→ Stated goal: Everything from the line holding "TARGET: seat cushion" through the last line below must be repeated exactly, and nothing else.

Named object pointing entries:
★ ★ ★ ★
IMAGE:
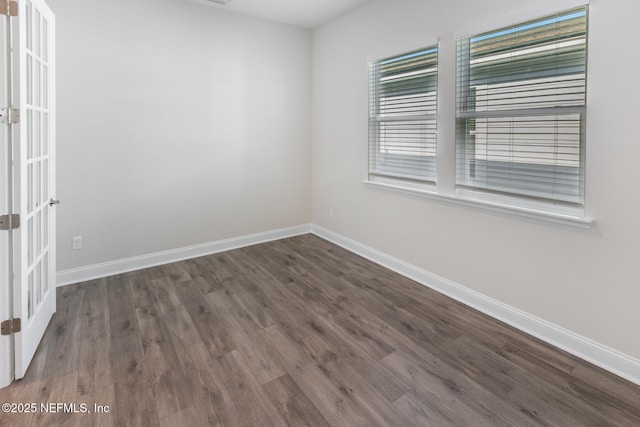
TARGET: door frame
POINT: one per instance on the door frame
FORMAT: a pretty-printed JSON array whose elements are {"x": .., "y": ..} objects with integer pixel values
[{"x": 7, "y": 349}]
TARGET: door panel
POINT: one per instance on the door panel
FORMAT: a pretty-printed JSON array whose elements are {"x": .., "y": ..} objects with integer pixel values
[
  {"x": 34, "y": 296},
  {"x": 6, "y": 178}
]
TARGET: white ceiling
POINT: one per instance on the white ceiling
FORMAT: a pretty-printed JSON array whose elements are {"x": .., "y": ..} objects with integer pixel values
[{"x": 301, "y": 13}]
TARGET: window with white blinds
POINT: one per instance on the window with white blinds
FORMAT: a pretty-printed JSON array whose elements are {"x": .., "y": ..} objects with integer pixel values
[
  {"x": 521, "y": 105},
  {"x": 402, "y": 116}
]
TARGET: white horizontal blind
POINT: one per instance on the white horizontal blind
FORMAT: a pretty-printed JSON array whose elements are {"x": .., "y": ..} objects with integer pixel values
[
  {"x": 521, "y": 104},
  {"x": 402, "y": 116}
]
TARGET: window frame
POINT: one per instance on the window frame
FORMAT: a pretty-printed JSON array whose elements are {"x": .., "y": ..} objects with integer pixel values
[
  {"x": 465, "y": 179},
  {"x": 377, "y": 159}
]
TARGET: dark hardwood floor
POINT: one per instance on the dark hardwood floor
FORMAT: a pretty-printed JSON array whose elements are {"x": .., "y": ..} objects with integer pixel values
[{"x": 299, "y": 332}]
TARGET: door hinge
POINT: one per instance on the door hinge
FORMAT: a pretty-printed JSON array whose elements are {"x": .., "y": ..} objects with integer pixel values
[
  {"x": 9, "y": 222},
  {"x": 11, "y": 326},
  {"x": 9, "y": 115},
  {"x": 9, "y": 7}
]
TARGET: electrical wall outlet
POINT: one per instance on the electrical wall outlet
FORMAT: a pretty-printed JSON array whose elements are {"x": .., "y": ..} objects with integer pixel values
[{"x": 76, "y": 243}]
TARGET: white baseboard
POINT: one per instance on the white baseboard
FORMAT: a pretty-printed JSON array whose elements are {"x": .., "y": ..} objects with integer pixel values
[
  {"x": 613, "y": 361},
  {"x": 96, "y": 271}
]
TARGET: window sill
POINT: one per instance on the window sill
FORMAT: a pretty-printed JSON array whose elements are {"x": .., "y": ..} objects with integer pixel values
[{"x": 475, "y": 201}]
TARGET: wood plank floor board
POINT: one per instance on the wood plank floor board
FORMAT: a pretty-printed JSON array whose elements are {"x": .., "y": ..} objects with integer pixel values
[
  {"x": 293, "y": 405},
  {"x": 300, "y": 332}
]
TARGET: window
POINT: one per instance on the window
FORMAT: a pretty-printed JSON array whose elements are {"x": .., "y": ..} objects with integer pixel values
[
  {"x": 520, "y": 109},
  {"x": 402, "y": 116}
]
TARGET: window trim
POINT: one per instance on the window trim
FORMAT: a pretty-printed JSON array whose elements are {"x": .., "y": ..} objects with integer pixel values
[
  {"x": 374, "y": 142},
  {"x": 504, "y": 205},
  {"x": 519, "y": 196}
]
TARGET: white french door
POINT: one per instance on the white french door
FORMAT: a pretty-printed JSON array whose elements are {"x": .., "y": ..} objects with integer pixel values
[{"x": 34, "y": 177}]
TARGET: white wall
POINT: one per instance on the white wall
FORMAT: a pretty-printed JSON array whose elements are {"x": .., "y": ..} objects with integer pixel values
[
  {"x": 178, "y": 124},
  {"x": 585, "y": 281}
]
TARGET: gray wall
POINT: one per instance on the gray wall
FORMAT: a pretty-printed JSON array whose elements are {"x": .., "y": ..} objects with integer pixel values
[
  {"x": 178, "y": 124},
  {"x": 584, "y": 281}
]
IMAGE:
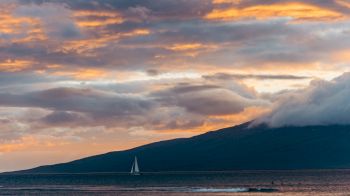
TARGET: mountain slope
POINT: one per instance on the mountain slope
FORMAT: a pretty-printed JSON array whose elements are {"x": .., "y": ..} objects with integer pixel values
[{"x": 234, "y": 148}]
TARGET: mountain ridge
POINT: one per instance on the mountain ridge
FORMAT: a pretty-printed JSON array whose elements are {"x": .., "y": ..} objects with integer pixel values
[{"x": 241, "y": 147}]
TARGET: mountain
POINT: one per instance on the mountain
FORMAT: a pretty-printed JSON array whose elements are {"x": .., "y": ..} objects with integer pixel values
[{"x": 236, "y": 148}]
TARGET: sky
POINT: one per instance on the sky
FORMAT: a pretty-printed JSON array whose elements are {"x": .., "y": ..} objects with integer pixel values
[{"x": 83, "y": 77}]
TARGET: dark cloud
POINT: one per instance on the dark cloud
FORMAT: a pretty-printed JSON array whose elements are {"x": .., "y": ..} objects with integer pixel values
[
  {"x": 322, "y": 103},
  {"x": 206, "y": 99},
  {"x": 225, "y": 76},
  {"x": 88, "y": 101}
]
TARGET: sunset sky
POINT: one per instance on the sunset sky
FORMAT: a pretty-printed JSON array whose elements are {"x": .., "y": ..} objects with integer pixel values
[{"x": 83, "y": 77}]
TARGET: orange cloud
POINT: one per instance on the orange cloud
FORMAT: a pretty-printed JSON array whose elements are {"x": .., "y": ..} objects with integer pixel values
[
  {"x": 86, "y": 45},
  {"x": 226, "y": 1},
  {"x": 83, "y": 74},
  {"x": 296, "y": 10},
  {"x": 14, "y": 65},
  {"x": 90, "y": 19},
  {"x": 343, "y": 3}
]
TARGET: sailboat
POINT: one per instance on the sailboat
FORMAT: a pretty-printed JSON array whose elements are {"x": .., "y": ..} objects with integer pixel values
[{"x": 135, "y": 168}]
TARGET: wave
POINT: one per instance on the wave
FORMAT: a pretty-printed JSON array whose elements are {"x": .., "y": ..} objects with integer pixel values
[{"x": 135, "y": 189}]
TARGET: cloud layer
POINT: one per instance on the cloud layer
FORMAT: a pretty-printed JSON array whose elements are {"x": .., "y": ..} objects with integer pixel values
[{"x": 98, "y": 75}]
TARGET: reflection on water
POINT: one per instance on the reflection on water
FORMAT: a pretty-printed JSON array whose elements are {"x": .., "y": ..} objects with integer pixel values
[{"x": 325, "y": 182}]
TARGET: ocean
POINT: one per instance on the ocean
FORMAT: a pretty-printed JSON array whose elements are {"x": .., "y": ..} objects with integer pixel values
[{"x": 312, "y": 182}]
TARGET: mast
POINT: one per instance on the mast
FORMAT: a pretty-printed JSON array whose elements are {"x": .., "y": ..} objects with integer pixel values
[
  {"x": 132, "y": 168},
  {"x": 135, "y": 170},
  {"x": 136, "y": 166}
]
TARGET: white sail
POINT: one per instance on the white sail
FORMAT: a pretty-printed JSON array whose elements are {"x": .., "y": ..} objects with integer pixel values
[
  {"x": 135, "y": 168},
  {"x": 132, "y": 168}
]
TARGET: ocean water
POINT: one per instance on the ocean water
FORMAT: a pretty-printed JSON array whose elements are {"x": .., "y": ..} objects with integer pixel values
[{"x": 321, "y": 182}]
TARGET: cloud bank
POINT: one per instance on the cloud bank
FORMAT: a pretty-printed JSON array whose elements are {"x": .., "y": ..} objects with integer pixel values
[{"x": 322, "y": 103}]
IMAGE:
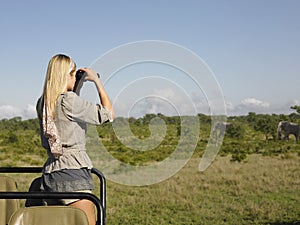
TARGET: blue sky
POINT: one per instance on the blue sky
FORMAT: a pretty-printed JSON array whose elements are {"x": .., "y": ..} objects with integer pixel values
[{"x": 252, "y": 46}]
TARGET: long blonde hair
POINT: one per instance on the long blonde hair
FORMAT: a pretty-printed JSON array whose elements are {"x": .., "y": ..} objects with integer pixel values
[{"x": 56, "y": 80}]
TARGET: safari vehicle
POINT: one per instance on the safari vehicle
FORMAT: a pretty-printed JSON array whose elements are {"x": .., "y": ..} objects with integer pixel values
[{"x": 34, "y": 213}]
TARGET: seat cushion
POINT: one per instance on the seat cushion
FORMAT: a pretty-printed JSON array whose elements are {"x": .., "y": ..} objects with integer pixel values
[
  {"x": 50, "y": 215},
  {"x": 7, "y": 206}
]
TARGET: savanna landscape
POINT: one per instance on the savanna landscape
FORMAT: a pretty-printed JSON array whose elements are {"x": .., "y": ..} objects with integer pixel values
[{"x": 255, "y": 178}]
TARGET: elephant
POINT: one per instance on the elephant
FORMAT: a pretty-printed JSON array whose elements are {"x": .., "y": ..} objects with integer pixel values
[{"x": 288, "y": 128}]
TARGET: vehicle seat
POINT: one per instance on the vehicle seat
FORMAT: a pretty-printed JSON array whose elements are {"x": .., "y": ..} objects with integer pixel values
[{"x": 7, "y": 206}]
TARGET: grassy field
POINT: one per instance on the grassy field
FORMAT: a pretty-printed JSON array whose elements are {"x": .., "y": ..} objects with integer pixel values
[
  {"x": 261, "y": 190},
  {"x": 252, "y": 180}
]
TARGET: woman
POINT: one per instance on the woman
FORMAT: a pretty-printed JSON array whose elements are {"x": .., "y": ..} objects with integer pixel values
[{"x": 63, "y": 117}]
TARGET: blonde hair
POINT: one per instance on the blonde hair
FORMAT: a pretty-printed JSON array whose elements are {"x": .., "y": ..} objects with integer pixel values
★ ★ ★ ★
→ Answer in full:
TARGET: seat cushion
POINT: one per instance on the seat cushion
FORMAT: a pretty-printed JSON array whose elements are {"x": .., "y": ..} objects with integer pixel values
[
  {"x": 50, "y": 215},
  {"x": 7, "y": 206}
]
TARGET: savanna landscape
POINT: one per instance on the savanna landscape
FORMAT: a pretty-printed JSON array whose elements are {"x": .., "y": ..} objects with integer pixel values
[{"x": 255, "y": 178}]
TARGET: elephant
POINT: one per instance on the elephant
FORMAT: a pretty-printed JSON array whose elements are {"x": .., "y": ..} objects with integer pixel values
[{"x": 288, "y": 128}]
TARGET: vehicle seat
POINT: one per instance on the vehicle seat
FORMAT: a pretty-printed JSON array whose elements are {"x": .., "y": ..} objects with integer pixel values
[{"x": 7, "y": 206}]
TARGET: grassy field
POINT: one per instance on the grassy field
FORMAT: a pretty-printed JSON array whose elements are {"x": .., "y": ..} objects with integer pixel values
[
  {"x": 261, "y": 190},
  {"x": 252, "y": 180}
]
TARGET: woman
POINT: one per instance on the woman
FORMAT: a pretty-printed JSON array whose elements are {"x": .., "y": ..} objects with integer pixel values
[{"x": 63, "y": 117}]
TARGET: blonde hair
POINT: one per instance on the blonde hair
FORMAT: a pretty-printed JSON array whose elements are {"x": .., "y": ..} objects with integer pixel values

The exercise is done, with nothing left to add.